What is needed here is an exact transcription of the entries that follow.

AVAILABLE DATA.
:::

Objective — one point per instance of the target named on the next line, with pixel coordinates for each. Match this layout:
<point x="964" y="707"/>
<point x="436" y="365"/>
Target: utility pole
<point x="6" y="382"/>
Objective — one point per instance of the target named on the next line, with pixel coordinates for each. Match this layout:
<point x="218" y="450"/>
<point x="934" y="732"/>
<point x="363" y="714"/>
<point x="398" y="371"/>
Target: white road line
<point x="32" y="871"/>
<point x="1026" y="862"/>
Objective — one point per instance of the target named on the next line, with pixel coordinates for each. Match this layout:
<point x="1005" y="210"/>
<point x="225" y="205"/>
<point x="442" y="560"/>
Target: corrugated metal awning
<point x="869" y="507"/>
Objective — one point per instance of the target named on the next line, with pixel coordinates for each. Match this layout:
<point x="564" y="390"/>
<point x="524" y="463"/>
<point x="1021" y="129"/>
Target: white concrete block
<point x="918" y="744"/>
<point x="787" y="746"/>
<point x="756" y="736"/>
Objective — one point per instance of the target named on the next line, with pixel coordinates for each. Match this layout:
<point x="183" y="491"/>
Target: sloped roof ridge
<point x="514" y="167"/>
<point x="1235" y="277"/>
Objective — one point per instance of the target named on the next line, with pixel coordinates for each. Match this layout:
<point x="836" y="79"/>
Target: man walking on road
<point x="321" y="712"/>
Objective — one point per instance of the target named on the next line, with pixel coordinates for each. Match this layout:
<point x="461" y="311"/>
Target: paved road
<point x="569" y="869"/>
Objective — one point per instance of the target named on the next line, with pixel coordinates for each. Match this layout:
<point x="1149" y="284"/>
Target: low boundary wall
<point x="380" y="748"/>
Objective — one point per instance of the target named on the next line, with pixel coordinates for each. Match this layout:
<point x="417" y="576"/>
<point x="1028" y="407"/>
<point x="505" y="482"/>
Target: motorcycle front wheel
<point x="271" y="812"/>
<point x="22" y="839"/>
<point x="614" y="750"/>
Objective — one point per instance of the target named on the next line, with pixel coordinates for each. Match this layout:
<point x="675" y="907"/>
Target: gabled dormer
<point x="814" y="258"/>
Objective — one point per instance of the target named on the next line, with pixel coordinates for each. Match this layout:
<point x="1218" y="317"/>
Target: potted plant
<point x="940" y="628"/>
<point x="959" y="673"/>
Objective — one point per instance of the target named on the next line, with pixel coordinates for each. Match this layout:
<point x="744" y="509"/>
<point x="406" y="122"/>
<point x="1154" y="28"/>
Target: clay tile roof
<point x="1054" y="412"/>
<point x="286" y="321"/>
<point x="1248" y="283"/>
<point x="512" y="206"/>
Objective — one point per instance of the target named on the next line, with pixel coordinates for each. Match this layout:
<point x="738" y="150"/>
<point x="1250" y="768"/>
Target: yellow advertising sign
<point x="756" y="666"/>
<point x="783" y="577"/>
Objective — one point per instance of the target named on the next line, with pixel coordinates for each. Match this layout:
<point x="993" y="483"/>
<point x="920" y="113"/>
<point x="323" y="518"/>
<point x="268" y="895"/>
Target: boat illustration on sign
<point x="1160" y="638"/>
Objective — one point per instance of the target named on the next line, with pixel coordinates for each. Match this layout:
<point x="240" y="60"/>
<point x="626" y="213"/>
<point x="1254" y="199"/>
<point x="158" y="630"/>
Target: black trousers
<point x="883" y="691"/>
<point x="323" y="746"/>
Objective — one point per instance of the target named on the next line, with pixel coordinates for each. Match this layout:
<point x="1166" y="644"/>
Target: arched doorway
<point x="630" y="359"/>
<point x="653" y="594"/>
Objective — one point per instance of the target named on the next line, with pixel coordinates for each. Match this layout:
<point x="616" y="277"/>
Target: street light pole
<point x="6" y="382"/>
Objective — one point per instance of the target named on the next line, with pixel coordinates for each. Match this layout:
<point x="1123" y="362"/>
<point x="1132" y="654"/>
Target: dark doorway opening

:::

TASK OUTPUT.
Objective — one point per instance of the target named on the next line, with pixel coordinates for each. Match this layout:
<point x="964" y="707"/>
<point x="436" y="365"/>
Target: utility pole
<point x="6" y="382"/>
Objective — one point per instance of the target named on the next line, with pixel coordinates for each. Match this layout:
<point x="218" y="450"/>
<point x="934" y="732"/>
<point x="363" y="714"/>
<point x="398" y="371"/>
Target: white road line
<point x="32" y="871"/>
<point x="1026" y="862"/>
Objective — one point per instance of the target named on the next line, with pixel coordinates for each. Match this layout:
<point x="1005" y="210"/>
<point x="225" y="205"/>
<point x="442" y="560"/>
Target: corrugated metal awning
<point x="869" y="507"/>
Objective — one point per instance of the target named on the next line, with pixel coordinates for each. Match this layout:
<point x="564" y="390"/>
<point x="524" y="463"/>
<point x="1021" y="129"/>
Target: white concrete block
<point x="918" y="744"/>
<point x="787" y="746"/>
<point x="756" y="736"/>
Objective — one point per instance of the target named on the next line, with pixel coordinates for each. Match this layout:
<point x="183" y="491"/>
Target: sloped roof ridge
<point x="514" y="167"/>
<point x="1235" y="277"/>
Objective — one point per instance of the target named on the next line, with pixel coordinates for each. Match this layout:
<point x="836" y="79"/>
Target: man walking on road
<point x="321" y="712"/>
Objective — one point per instance of the target named on the next line, with pixel coordinates for each. Match this layout:
<point x="461" y="311"/>
Target: paved road
<point x="569" y="869"/>
Objective — one point per instance of the target named on the next line, with pixel coordinates for each. Match this layout:
<point x="1149" y="284"/>
Target: low boundary wall
<point x="380" y="748"/>
Objective — one point per instance of the target named on the next line, with pixel coordinates for each. Match this layout:
<point x="417" y="576"/>
<point x="1028" y="407"/>
<point x="505" y="482"/>
Target: motorcycle front wheel
<point x="271" y="812"/>
<point x="22" y="839"/>
<point x="614" y="750"/>
Objective — one point per instance of the target named on the next line, with pixel coordinates for each. Match this layout:
<point x="675" y="907"/>
Target: gabled dormer
<point x="814" y="258"/>
Objective — one point per instance of the target named on the next line, with pixel coordinates for each. Match this layout:
<point x="1218" y="317"/>
Target: potted plant
<point x="940" y="628"/>
<point x="959" y="673"/>
Objective — one point per instance of the target named on the next line, with pixel coordinates for each. Match this layout:
<point x="744" y="509"/>
<point x="406" y="122"/>
<point x="1154" y="28"/>
Target: clay tile roof
<point x="1054" y="412"/>
<point x="286" y="321"/>
<point x="1248" y="283"/>
<point x="512" y="206"/>
Objective — one point per instance of the target named on the next line, with pixel coordinates for each. Match this layout:
<point x="738" y="150"/>
<point x="1250" y="768"/>
Target: yellow advertising sign
<point x="756" y="666"/>
<point x="783" y="577"/>
Objective — one point per instance of the target named on the next line, with pixel coordinates for each. Match this layout:
<point x="993" y="483"/>
<point x="920" y="113"/>
<point x="323" y="518"/>
<point x="268" y="895"/>
Target: boat illustration on sign
<point x="1160" y="638"/>
Objective — one point per instance of the target named on the next line, with pixel coordinates for each. Match this layout:
<point x="240" y="60"/>
<point x="626" y="213"/>
<point x="1254" y="199"/>
<point x="158" y="630"/>
Target: black trousers
<point x="883" y="691"/>
<point x="323" y="746"/>
Objective — one point per instance of the target named on the next line, with pixel coordinates for each. Match this layout:
<point x="1166" y="644"/>
Target: arched doorway
<point x="630" y="359"/>
<point x="653" y="594"/>
Objective — one point per instance of the target named on the next line, with pixel coordinates for each. Match this layout:
<point x="616" y="277"/>
Target: street light pole
<point x="6" y="382"/>
Objective — one point per instance of the target named on the next line, with pixel coordinates for each. Match this layout:
<point x="1123" y="362"/>
<point x="1132" y="654"/>
Target: dark doorway opening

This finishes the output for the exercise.